____ Extracted material

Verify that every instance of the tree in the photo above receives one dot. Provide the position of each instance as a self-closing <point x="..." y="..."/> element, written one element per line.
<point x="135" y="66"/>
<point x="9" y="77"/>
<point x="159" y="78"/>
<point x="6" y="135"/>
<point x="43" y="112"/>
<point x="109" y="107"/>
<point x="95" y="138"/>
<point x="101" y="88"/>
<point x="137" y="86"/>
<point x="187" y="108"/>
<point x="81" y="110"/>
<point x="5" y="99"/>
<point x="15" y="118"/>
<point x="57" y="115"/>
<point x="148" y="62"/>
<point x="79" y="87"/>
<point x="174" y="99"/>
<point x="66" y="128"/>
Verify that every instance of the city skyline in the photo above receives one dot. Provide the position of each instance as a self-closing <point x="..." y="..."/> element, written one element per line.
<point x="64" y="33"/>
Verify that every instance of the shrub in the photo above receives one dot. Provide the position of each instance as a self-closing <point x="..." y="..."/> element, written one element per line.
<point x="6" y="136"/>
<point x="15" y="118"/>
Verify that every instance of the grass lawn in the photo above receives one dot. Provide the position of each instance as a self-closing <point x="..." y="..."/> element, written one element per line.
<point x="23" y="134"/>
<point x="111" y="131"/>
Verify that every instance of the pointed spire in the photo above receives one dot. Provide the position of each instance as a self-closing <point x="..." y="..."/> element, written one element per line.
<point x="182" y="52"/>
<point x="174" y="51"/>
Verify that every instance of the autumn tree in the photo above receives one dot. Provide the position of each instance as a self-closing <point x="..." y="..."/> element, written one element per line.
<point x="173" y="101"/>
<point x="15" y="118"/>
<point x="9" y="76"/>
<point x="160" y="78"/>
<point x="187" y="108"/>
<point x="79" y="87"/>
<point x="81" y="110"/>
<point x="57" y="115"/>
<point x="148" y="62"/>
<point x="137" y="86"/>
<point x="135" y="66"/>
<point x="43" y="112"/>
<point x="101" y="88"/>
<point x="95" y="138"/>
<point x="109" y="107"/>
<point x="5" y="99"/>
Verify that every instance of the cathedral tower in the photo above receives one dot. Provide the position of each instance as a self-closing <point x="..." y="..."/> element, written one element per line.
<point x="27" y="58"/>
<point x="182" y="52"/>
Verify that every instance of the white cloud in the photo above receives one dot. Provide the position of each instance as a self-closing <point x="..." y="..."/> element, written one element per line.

________

## Task to complete:
Go through the data and return every record exactly.

## Solution to this task:
Verify that every instance of the tree in the photo above receives one dot. Provide the position of each instance as a self-closing <point x="..." y="..."/> element, written one element per line.
<point x="135" y="66"/>
<point x="9" y="77"/>
<point x="159" y="78"/>
<point x="6" y="135"/>
<point x="43" y="112"/>
<point x="109" y="107"/>
<point x="95" y="138"/>
<point x="101" y="88"/>
<point x="137" y="86"/>
<point x="187" y="108"/>
<point x="81" y="110"/>
<point x="5" y="99"/>
<point x="15" y="118"/>
<point x="57" y="115"/>
<point x="148" y="62"/>
<point x="79" y="87"/>
<point x="174" y="99"/>
<point x="66" y="128"/>
Verify that every instance of the city skyline in the photo above receives one dot. Provide the position of each instance as a self-closing <point x="..." y="..."/> element, written one element per line.
<point x="64" y="33"/>
Verify that every instance of the shrub in the photo above receives one dot. Provide the position of each instance as a self-closing <point x="..." y="..."/> element, written one element per line.
<point x="6" y="136"/>
<point x="15" y="118"/>
Verify that every instance of the grass lawn in the photo above receives one dot. Provide the position of each instance as a self-closing <point x="..." y="..."/> element, written one element per line.
<point x="23" y="134"/>
<point x="111" y="131"/>
Verify that every instance of the pointed spire in the photo above receives one dot. Provide the position of each instance as a self-closing <point x="..." y="..."/> element, written one element per line.
<point x="182" y="52"/>
<point x="174" y="51"/>
Verify that every instance of the autumn tree in the photo above receives one dot. Provide the position of each instance as a self-closing <point x="..." y="..."/> element, written one element per line.
<point x="173" y="101"/>
<point x="15" y="118"/>
<point x="9" y="76"/>
<point x="160" y="78"/>
<point x="187" y="108"/>
<point x="79" y="87"/>
<point x="81" y="110"/>
<point x="57" y="115"/>
<point x="148" y="62"/>
<point x="137" y="86"/>
<point x="135" y="66"/>
<point x="43" y="112"/>
<point x="101" y="88"/>
<point x="95" y="138"/>
<point x="109" y="107"/>
<point x="5" y="99"/>
Verify that every instance of the cathedral tower in the photo above receives one dot. Provide the position of each instance as a self-closing <point x="..." y="..."/> element, written one element per line.
<point x="27" y="58"/>
<point x="182" y="52"/>
Verify that every instance of the white cloud in the photo above receives one dot. Provide the position of each instance as a self-closing <point x="..." y="..."/> element, written one element per line.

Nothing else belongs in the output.